● **DIRECTION**
Rewrite all of the material below as a numbered list with one line per item, leaving out any blank lines. Do not include the pictures.

● **MATERIAL FOR THIS TASK**
··········

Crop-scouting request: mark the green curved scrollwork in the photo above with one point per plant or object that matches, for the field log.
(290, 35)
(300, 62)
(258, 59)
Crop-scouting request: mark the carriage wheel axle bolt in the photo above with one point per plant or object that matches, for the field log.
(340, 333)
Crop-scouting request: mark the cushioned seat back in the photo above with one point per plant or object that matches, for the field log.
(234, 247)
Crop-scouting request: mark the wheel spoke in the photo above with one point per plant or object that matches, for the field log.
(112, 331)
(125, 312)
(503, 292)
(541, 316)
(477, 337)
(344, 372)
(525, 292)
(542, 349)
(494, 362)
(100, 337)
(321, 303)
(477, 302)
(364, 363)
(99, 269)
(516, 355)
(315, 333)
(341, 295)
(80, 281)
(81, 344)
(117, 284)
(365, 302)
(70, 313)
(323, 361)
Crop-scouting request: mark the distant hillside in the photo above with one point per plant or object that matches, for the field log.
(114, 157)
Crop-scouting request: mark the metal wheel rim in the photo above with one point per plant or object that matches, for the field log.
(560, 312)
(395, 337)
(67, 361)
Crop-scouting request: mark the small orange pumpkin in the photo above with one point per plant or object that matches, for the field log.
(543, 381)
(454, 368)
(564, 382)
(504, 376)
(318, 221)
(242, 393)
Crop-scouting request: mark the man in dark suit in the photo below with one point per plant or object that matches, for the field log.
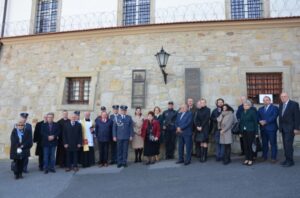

··········

● **FINISHED ANSWER**
1. Crop-scouting request: mark the green curved scrollwork in the photo above with one point per plant or object that matches, for the field log.
2. (290, 35)
3. (300, 62)
4. (258, 59)
5. Crop-scouting request: mark the carriage wheel axle bolt in the photo above with one point per plant or object that matches, for the field log.
6. (340, 333)
7. Crop-scouting request: mark the cushioned seat back in the photo above with one point per plant or object that matches, for the field log.
8. (234, 247)
9. Crop-scouting request: mark the wheel spoke in the photo above with one point per plant or object that matches, for the field log.
10. (112, 331)
11. (125, 312)
12. (503, 292)
13. (541, 316)
14. (477, 337)
15. (344, 372)
16. (525, 292)
17. (542, 349)
18. (494, 362)
19. (100, 337)
20. (321, 303)
21. (477, 302)
22. (364, 363)
23. (99, 269)
24. (516, 355)
25. (315, 333)
26. (341, 295)
27. (80, 281)
28. (81, 344)
29. (117, 284)
30. (365, 302)
31. (70, 313)
32. (323, 361)
33. Crop-scouting request: mark the distant hillside in the photo above with one point per plant or object that matches, for the field log.
34. (114, 157)
35. Crop-scouting request: mark the metal wheel rim in the photo above with one point per plant or object that matches, for the field log.
36. (560, 312)
37. (395, 337)
38. (67, 361)
39. Crop-scouting request: mark the small orange pumpkin in the photo above with one point per plant or object that matches, for the field log.
40. (543, 381)
41. (454, 368)
42. (564, 382)
43. (504, 376)
44. (318, 221)
45. (242, 393)
46. Crop-scouting request: mark the man in dark suit in the photo below with one point per plant or object that matches, for the field log.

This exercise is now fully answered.